**Required work**
- a) From the passage on reality and existence, can you quote the stretch from "The same caution" through "existence and reality?"?
- b) In the passage on reality and existence, why is it questionable to call the physical world as a whole existent and real? Answer in one to three sentences.
- c) Can you continue the passage on reality and existence from where it stops?

The same caution about firmly-believed assumptions, and the same questionableness of word-meanings, apply when speaking of the "reality" or "existence" of the physical world and its events.
In other words, what would it mean to say that the physical world, as a whole is existent, and that it and its events are real? Surely those words only have meaning with respect to a context. In what context do we speak of the whole universe? What do we mean if we say that it has absolute, primary and fundamental existence and reality?
Likewise, what would it mean to say that you, as experiencer, as the implied subject of the from-the-inside view of a biological organism, are a physical thing? As before, the thought-experiment was intended to show the questionableness of word meanings and assumptions in that matter. Is the implied subject of the from-the-inside view of computer-simulated person a physical thing too? If the simulation accurately emulates your brain, why shouldn't we be able to speak of a self associated with it, just as your self is associated with your brain? And what if we're talking about a hypothetical person in a hypothetical possibility story, a possibility-story that could be, but might not be, simulated in a computer? Why should it matter if the simulation is or isn't being done? (...other than that a simulated story can be watched by the computer-operator). Isn't it just as meaningful to speak of the subject of the from-the-inside view of an organism in that possibility-story, regardless of whether the possibility-story is run on a computer?

**Listed entries**
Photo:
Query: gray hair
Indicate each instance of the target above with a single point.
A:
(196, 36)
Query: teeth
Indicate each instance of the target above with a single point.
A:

**Your written answers**
- a)
The same caution about firmly-believed assumptions, and the same questionableness of word-meanings, apply when speaking of the "reality" or "existence" of the physical world and its events.
In other words, what would it mean to say that the physical world, as a whole is existent, and that it and its events are real? Surely those words only have meaning with respect to a context. In what context do we speak of the whole universe? What do we mean if we say that it has absolute, primary and fundamental existence and reality?

- b) Such words have meaning only with respect to a context. It is unclear in what context we speak of the whole universe, or what we would mean by saying it has absolute, primary and fundamental existence and reality.

- c)
Some are uncomfortable with the questionableness implied by this approach, and with not having physicality as an absolute firm reality. But questionableness is the nature of assumptions. And assumptions and terminology are only applicable within particular limited venues.
Expecting assumptions useful in the context of practical worldly life to be valid in these broader areas is inapprorpriate. There, we should ask ourselves "what it means" to say something, and what we mean by it.
As for your question of whether you are your mind, that depends....how do you define "you", "your mind", "perception", and "reality".
Yes, and some of those are difficult or impossible to define, making any assumptions or conclusions questionable. Nothing wrong with that. We should accept questionableness in philosophical matters such as these.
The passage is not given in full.